START Entries provided

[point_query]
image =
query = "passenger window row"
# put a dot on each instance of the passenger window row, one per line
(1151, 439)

END Entries provided
START Entries provided

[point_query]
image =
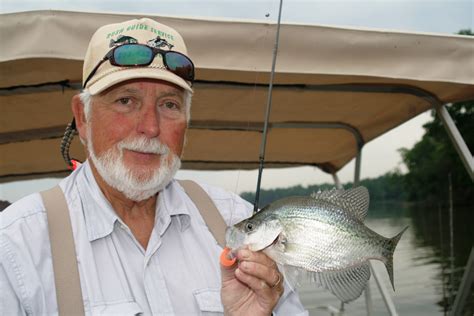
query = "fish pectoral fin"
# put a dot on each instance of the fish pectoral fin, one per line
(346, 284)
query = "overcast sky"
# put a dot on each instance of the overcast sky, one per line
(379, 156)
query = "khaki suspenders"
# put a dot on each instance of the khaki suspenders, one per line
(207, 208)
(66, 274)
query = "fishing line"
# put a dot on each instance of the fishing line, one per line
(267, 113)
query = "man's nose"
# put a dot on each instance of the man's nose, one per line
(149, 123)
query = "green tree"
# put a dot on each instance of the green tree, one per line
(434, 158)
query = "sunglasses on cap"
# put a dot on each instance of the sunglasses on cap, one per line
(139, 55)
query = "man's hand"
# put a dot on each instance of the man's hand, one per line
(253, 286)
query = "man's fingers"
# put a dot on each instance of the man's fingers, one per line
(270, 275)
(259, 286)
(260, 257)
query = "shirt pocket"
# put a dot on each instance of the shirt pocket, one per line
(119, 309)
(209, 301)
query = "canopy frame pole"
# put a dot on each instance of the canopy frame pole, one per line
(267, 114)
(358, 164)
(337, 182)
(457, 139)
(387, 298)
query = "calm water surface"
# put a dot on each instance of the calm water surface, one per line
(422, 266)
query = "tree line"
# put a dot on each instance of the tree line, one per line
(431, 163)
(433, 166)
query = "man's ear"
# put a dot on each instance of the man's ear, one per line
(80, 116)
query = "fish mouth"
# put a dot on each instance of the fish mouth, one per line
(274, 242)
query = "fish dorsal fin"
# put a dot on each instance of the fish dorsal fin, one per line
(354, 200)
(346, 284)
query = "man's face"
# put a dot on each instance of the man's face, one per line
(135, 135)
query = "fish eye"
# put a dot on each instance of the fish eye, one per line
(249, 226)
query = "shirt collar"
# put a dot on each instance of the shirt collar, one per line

END Entries provided
START Entries provided

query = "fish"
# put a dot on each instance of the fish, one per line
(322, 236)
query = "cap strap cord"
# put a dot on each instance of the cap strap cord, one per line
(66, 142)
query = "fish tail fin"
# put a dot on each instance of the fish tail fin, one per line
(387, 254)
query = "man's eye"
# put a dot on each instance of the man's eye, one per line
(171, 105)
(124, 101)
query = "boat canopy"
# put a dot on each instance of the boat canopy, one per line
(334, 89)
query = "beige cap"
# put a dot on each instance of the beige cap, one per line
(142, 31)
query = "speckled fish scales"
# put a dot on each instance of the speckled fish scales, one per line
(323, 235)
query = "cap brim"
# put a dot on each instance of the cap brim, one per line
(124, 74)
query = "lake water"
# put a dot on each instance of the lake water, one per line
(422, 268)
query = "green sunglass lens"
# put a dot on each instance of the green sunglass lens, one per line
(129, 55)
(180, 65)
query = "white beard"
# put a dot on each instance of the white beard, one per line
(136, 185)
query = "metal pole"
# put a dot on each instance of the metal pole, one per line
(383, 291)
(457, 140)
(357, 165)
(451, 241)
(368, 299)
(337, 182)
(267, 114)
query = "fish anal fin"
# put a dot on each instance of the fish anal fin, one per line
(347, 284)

END Entries provided

When a line in the material contains the string "collar", copy that line.

**Reply**
query = "shirt collar"
# put a dot on each instance of the shirt collar, one per line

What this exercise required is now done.